**Task brief:** Reproduce each of the entries below line for line, with no changes.

**Given records:**
[START]

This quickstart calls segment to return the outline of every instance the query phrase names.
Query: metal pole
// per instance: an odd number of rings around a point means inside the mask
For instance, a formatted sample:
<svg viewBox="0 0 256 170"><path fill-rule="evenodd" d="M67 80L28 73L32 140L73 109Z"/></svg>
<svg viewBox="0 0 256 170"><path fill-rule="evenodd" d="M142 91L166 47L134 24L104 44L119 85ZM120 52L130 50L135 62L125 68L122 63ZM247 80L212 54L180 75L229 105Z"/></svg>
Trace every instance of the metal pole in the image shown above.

[END]

**Reply:**
This quickstart calls segment to return the outline of every instance the query phrase names.
Query: metal pole
// per instance: an odd number of rings around a point means inside the mask
For instance, a formatted sample:
<svg viewBox="0 0 256 170"><path fill-rule="evenodd" d="M67 80L28 73L32 140L73 109Z"/></svg>
<svg viewBox="0 0 256 170"><path fill-rule="evenodd" d="M142 91L166 47L134 24L104 44L119 85ZM120 52L130 50L135 62L125 68L122 63ZM247 80L212 54L180 75L229 105Z"/></svg>
Trace every instance of the metal pole in the image shown above.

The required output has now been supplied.